**Entries on locating named objects**.
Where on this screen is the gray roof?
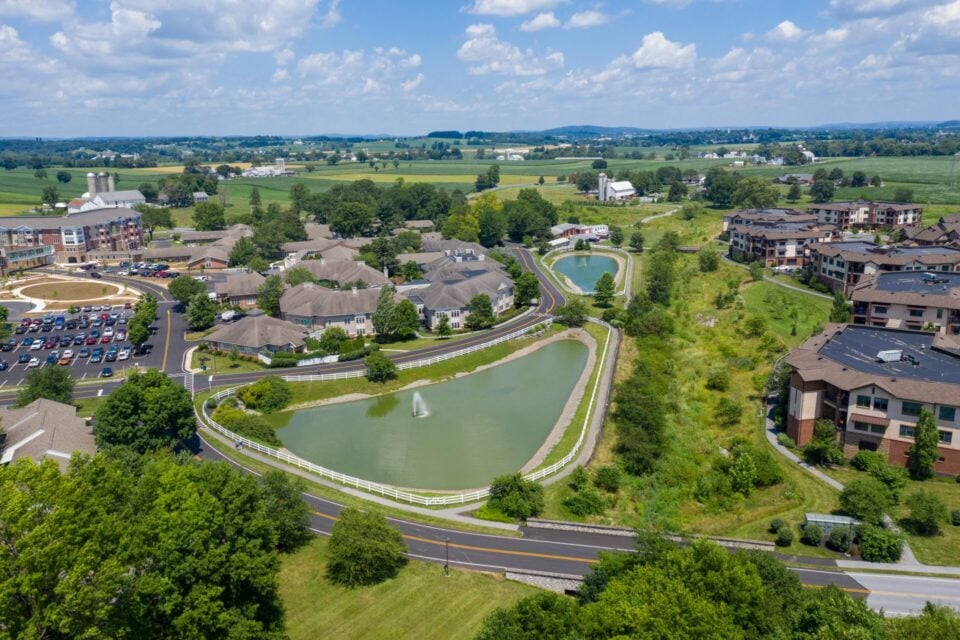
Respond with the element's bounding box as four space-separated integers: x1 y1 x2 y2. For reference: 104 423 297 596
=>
213 271 266 298
206 315 306 349
280 282 388 318
0 398 97 469
0 207 140 229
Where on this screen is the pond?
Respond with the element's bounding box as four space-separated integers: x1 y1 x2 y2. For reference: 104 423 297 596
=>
277 340 588 490
553 254 617 293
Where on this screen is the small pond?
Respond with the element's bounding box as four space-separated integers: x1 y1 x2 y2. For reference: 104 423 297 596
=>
277 340 588 490
553 254 617 293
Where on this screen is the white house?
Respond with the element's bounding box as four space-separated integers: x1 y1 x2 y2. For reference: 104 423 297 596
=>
597 173 637 202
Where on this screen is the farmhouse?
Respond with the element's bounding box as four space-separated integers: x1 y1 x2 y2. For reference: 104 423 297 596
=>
786 325 960 475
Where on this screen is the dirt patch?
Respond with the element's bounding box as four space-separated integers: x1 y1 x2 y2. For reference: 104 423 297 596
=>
20 280 120 302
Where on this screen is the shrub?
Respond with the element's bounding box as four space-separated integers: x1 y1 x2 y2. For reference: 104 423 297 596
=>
237 376 293 413
800 524 823 547
593 466 621 493
488 473 543 520
563 487 606 517
858 525 903 562
827 527 850 553
773 527 793 547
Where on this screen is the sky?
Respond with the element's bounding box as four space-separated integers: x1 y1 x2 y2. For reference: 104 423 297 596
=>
0 0 960 137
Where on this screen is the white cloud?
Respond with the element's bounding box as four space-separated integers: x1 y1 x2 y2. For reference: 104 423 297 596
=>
563 9 611 29
764 20 810 42
615 31 697 69
457 24 563 76
467 0 565 17
0 0 74 22
520 11 560 31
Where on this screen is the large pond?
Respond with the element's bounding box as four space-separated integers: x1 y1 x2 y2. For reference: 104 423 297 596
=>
553 254 617 293
277 340 588 490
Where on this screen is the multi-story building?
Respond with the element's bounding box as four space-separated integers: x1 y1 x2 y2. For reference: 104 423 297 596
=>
0 207 143 273
850 271 960 335
807 241 960 295
729 221 836 267
810 200 923 231
786 324 960 475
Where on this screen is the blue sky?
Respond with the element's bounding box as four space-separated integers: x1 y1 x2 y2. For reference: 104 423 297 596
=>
0 0 960 136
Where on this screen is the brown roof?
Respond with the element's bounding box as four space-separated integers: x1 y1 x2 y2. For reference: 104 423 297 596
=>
0 398 97 469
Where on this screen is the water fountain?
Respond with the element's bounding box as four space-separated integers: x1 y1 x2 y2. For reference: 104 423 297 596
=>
413 391 430 418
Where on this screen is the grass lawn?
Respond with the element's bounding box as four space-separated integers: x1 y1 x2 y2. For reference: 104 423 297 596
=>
280 537 538 640
825 466 960 565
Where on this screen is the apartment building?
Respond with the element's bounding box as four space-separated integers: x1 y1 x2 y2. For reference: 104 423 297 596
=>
729 221 836 267
786 324 960 475
0 207 143 273
810 200 923 231
850 271 960 335
807 241 960 296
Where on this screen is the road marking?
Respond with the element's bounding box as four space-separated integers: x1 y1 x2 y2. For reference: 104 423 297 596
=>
160 309 173 371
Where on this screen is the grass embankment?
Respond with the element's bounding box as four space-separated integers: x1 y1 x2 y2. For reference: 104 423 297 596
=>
279 538 538 640
824 466 960 566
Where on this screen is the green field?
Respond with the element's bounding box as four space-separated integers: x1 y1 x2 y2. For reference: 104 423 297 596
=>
280 538 538 640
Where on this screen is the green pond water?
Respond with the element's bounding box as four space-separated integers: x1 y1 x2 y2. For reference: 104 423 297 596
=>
553 254 617 293
277 340 588 489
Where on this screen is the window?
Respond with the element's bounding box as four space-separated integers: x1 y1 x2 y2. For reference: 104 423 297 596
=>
900 402 923 416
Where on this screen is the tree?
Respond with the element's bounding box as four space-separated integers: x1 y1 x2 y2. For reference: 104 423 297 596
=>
0 455 283 640
610 226 623 247
840 477 891 525
830 291 850 322
787 182 803 202
593 271 615 307
93 369 197 453
363 351 397 382
465 293 494 331
185 291 217 331
167 275 207 305
257 275 283 318
553 298 587 327
907 489 949 536
810 180 835 203
513 271 540 307
487 473 544 520
40 186 60 207
17 367 73 407
907 407 940 480
327 508 407 587
193 202 227 231
437 313 453 340
260 469 313 553
697 249 720 273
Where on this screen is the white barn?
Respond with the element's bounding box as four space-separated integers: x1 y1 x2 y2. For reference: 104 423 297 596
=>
597 173 637 202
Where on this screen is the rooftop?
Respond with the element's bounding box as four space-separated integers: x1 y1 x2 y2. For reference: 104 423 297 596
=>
819 325 960 384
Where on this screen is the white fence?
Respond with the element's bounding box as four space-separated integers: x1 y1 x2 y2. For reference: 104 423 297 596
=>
197 319 613 507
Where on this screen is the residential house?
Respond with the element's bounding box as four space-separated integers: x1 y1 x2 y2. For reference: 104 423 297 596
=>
786 324 960 475
0 398 97 470
850 271 960 335
206 314 307 355
807 241 960 295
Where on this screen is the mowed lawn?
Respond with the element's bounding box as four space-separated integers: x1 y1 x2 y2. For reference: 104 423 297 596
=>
280 537 538 640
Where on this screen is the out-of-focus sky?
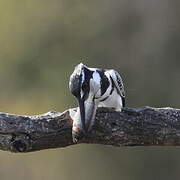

**YOUR GOAL**. Collect every line of the items above that contains the string "grass", copying each such line in full.

**CORRECT RESPONSE**.
Where on this screen is the grass lawn?
Where on this screen is the grass embankment?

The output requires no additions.